> **Excerpts of location labeling data**:
⟨

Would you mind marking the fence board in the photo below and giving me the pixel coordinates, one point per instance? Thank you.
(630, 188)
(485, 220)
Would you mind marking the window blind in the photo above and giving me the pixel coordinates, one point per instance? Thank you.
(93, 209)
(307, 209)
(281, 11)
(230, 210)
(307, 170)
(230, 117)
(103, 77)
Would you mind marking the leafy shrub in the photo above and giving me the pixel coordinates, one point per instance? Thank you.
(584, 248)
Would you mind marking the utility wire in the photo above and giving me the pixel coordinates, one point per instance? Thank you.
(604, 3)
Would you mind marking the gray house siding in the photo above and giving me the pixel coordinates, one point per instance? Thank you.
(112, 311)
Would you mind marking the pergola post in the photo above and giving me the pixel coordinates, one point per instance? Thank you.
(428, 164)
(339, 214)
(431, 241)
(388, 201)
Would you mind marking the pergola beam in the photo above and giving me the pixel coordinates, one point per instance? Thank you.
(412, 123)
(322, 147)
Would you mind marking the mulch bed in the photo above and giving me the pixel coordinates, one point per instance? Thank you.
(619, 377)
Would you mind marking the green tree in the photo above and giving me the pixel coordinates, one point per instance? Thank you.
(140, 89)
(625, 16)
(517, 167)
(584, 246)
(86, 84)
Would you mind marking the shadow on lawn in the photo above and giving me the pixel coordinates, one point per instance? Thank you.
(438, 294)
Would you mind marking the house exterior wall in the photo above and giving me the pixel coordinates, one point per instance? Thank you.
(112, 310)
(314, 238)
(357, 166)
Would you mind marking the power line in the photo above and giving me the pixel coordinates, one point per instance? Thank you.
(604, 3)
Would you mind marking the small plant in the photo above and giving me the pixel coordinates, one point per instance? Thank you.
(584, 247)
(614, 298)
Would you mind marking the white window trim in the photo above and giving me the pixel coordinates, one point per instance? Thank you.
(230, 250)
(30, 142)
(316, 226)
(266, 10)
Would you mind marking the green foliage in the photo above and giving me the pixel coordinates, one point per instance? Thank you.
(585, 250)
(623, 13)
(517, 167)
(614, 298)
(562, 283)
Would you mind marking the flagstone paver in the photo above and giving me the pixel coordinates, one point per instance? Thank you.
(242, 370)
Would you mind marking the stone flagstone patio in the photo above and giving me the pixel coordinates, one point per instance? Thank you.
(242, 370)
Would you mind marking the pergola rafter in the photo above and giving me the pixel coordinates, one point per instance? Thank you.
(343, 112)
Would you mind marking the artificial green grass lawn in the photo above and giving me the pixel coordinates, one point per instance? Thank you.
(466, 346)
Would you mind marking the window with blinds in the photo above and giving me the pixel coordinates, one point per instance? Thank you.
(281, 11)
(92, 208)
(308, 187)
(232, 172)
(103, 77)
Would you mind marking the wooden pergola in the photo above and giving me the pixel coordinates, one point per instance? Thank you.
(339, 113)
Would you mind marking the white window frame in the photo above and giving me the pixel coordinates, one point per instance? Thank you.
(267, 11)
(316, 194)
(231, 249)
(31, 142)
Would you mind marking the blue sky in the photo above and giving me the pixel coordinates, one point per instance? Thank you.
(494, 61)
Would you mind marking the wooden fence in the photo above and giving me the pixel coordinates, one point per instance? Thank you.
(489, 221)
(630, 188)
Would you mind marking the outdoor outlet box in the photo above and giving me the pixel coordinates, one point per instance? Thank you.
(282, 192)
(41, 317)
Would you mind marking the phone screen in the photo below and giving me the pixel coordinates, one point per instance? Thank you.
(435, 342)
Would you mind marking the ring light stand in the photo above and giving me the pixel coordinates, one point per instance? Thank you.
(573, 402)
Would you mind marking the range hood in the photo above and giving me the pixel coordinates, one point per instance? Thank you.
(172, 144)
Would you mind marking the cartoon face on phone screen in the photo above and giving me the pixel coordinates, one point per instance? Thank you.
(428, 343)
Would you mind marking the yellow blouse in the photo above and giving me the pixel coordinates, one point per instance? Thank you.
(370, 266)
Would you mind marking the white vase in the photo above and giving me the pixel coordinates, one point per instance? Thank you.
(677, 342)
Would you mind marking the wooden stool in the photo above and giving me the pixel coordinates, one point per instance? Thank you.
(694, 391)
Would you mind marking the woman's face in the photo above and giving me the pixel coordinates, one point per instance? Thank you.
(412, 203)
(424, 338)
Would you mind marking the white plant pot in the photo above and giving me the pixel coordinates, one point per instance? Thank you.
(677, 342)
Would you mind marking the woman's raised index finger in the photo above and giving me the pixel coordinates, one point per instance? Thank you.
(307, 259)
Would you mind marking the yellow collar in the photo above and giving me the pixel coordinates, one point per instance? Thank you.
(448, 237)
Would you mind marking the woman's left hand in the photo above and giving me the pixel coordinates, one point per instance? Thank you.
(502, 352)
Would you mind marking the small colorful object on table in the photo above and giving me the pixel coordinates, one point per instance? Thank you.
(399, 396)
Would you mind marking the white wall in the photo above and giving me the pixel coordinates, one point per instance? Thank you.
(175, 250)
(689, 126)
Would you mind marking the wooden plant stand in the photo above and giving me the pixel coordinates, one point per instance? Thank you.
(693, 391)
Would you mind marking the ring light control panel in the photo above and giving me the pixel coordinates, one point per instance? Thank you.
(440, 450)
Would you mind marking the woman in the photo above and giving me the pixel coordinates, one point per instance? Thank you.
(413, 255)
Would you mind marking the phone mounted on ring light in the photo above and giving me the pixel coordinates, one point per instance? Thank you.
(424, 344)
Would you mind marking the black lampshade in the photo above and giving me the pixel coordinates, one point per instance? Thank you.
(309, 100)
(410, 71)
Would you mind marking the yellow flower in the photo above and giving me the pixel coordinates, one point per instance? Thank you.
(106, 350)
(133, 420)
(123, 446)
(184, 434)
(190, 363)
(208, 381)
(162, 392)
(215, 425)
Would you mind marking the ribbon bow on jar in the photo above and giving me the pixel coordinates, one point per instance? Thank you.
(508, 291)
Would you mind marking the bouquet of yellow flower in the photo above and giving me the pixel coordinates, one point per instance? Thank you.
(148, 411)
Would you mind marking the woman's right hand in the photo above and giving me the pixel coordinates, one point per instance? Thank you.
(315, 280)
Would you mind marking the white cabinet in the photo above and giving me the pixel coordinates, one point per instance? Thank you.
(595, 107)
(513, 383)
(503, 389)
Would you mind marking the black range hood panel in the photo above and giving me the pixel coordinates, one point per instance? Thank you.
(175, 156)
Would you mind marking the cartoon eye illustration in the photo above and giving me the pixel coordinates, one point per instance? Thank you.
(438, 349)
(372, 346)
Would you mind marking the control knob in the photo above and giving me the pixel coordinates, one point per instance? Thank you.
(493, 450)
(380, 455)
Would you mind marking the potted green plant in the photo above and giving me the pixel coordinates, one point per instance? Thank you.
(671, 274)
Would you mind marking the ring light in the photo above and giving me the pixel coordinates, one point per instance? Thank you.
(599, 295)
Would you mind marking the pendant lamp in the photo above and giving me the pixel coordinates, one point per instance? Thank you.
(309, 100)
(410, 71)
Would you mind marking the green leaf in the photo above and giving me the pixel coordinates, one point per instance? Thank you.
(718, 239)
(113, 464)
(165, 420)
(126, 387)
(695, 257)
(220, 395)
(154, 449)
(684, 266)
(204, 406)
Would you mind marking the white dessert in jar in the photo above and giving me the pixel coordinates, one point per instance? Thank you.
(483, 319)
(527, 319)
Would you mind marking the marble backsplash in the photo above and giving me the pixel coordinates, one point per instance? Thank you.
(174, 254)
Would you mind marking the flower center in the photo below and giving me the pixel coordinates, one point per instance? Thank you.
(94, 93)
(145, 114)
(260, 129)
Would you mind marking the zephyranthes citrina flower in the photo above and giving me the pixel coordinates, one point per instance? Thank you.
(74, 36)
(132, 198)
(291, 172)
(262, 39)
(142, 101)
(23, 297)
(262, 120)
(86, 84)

⟩

> **THE REQUEST**: Return all the data above once more, precisely as given.

> **ANSWER TO THIS EXERCISE**:
Would you mind marking the fence board in the photo below and giving me the pixel coordinates, one point per instance? Thank you.
(630, 188)
(485, 220)
Would you mind marking the window blind in the photo above and giving me the pixel coordinates, one point per instance? Thank you.
(93, 209)
(307, 209)
(281, 11)
(230, 210)
(307, 170)
(230, 117)
(103, 77)
Would you mind marking the leafy shrub in the photo above and giving me the pixel coordinates, one point per instance? Thank you.
(584, 248)
Would you mind marking the utility wire in the photo above and giving me the pixel coordinates, one point per instance? Thank you.
(604, 3)
Would you mind marking the gray house siding in the photo above and giving me the pixel coordinates, one point per instance? Thank you.
(112, 311)
Would you mind marking the pergola post in the photo above and giving me the pixel coordinates, one point per instance? Thank you.
(428, 164)
(339, 214)
(431, 241)
(388, 201)
Would you mind marking the pergola beam in the photo above and giving me the pixel coordinates, one point per instance? Thank you.
(412, 123)
(322, 147)
Would you mind marking the mulch bed in the photo above and giving me the pixel coordinates, one point per instance? Thank you.
(619, 377)
Would you mind marking the green tree in the photo above and giving me the pixel coordinates, one point per instance? Thank you.
(140, 89)
(625, 16)
(517, 167)
(584, 246)
(86, 84)
Would you mind marking the shadow on lawn in the photo above and giving me the pixel coordinates, one point per instance? Thank you.
(438, 294)
Would you mind marking the house exterior wall in the photo above and giving me the pixel coordinates, one point per instance? Thank you.
(112, 310)
(314, 238)
(357, 166)
Would you mind marking the power line in the photo above and giving me the pixel coordinates, one point per instance? Thank you.
(604, 3)
Would you mind marking the small plant in the photo above and giving me the pixel coordinates, one point per instance? Thank you.
(584, 247)
(614, 298)
Would you mind marking the white window trim in the photo above and giving me the pixel coordinates, one point per instance? Thank you.
(230, 250)
(30, 142)
(316, 226)
(266, 10)
Would you mind marking the green foliage in the photo above and giving me the pixel coordinates, one point per instance? Thank you.
(585, 250)
(623, 13)
(517, 167)
(614, 298)
(562, 283)
Would you mind marking the flagstone paver in the photo above and giving me the pixel coordinates, one point per instance? Thank you.
(242, 370)
Would you mind marking the stone flagstone patio in the photo above and giving me the pixel coordinates, one point per instance? Thank you.
(242, 370)
Would you mind marking the pergola rafter in the photo above and giving me the pixel coordinates, one point per instance? Thank you.
(343, 112)
Would you mind marking the artificial green grass lawn in the photo above and giving me the pixel coordinates, one point per instance? Thank you.
(466, 346)
Would you mind marking the window with blinds in the photo above and giving me the pixel coordinates, one point per instance? Thank you.
(281, 11)
(92, 208)
(308, 187)
(232, 172)
(103, 77)
Would you mind marking the wooden pergola in the photo above and giving me the pixel coordinates, one point per instance? Thank you.
(339, 113)
Would you mind marking the white window frame in the photo above and giving me the pixel coordinates, one point per instance? Thank you.
(267, 11)
(316, 194)
(231, 249)
(31, 142)
Would you mind marking the blue sky in the photo above and giving me the pixel coordinates, one point per instance? Thank you.
(494, 61)
Would you mind marking the wooden fence in the photo above and giving me the pixel coordinates, one point per instance? Thank you.
(489, 221)
(630, 188)
Would you mind marking the outdoor outlet box in the photo above and giving me the pixel coordinates, one point per instance? Thank you.
(282, 192)
(41, 317)
Would you mind marking the phone screen in the photo below and giving me the pixel coordinates, one point per instance? Thank you.
(435, 342)
Would you mind marking the ring light stand in the photo above and giving me the pixel coordinates, one point per instance? Thank you.
(573, 402)
Would you mind marking the range hood in the photo above and giving me the pixel coordinates, one point per instance? Thank you.
(172, 144)
Would you mind marking the cartoon face on phone screen in the photo above and giving me the pixel coordinates, one point per instance? Thank you.
(428, 343)
Would you mind marking the yellow blouse in the photo above and giving me the pixel coordinates, one point per instance? Thank you.
(370, 266)
Would you mind marking the white vase in the photo above and giving me the pixel coordinates, one point per instance? Thank you.
(677, 342)
Would you mind marking the wooden stool in the photo above and giving me the pixel coordinates, one point per instance? Thank you.
(694, 391)
Would you mind marking the woman's face in the photo above and giving me the pixel coordinates, one point per instance? Thank you.
(412, 203)
(424, 338)
Would you mind marking the white plant pot in the photo above and giving me the pixel coordinates, one point per instance? Thank you.
(677, 342)
Would you mind marking the woman's raised index finger in the photo above and giving me the pixel coordinates, one point per instance? Thank you.
(307, 259)
Would you mind marking the yellow collar in the photo above and giving me the pixel coordinates, one point per instance? Thank you.
(448, 237)
Would you mind marking the woman's left hand in the photo above and giving me the pixel coordinates, one point per instance? Thank you.
(502, 352)
Would you mind marking the small colorful object on table in the photo above and giving me the pixel coordinates, one point per instance? Thank you.
(399, 396)
Would you mind marking the white wall in the photo above and giving me the pixel coordinates, one point per instance? Thank you.
(175, 250)
(689, 126)
Would you mind marking the wooden plant stand in the photo above and giving me the pixel coordinates, one point per instance? Thank you.
(693, 391)
Would you mind marking the ring light control panel in the photo above and giving me the pixel coordinates, one point per instance? Thank you.
(440, 450)
Would you mind marking the woman in the photo above and giving me the pixel coordinates, one point per instance? Thank you.
(413, 255)
Would you mind marking the phone mounted on ring light in the photo above and giving me the pixel coordinates, one point per instance? Thank you.
(424, 344)
Would you mind marking the black lampshade in the photo above and giving me the pixel coordinates, one point per instance? Thank you.
(309, 100)
(410, 71)
Would you mind marking the yellow flower in the photo above and giving me the pixel coordinates, one point per instance? Thank you.
(106, 350)
(133, 420)
(123, 446)
(184, 434)
(190, 363)
(208, 381)
(162, 392)
(215, 425)
Would you mind marking the ribbon bow on jar in the photo above and giving me the pixel coordinates, one point per instance? Thank you.
(508, 291)
Would you mind marking the bouquet of yellow flower in the photo above and giving me the pixel coordinates, one point per instance? Thank you.
(148, 411)
Would you mind marking the woman's right hand in the photo above and giving me the pixel coordinates, one point per instance? Thank you.
(315, 280)
Would you mind marking the white cabinet in the photo above and giving me the pixel coordinates, one point per instance? Thank you.
(595, 107)
(513, 383)
(503, 389)
Would you mind marking the black range hood panel in the photo above and giving me the pixel coordinates, one point per instance? Thank you.
(175, 156)
Would you mind marking the cartoon eye illustration in the photo above and giving me the pixel coordinates, one point per instance? Thank you.
(438, 349)
(372, 346)
Would you mind marking the control knob in the photo above and giving me the pixel coordinates, one point per instance? Thank you.
(493, 450)
(380, 455)
Would you mind marking the potted green plant in the photo above and giving me the pixel coordinates, one point per instance? Thank you.
(671, 274)
Would you mind marking the ring light in the photo above and giving me the pixel coordinates, one point per instance? Thank you.
(599, 295)
Would you mind marking the pendant lamp in the photo above and giving me the pixel coordinates, one point per instance? Thank you.
(309, 100)
(410, 71)
Would you mind marking the green leaf in the photo above and giving me the pixel coordinates, one point per instance? Thank you.
(718, 239)
(113, 464)
(165, 420)
(126, 387)
(695, 257)
(220, 395)
(154, 449)
(684, 266)
(204, 406)
Would you mind marking the white dessert in jar in the photo above and giving me the pixel coordinates, one point per instance? Thank you.
(483, 319)
(527, 319)
Would you mind marking the marble backsplash in the photo above and giving me the pixel coordinates, one point per instance? Thank you.
(174, 254)
Would you mind marking the flower center in the photo below and giving me the pixel coordinates, one point per instance? Thank you.
(94, 93)
(145, 114)
(260, 129)
Would you mind marking the zephyranthes citrina flower in the photo above and giving me the pixel coordinates, one point per instance? Thank you.
(74, 36)
(132, 198)
(291, 172)
(262, 39)
(142, 101)
(23, 297)
(262, 120)
(86, 84)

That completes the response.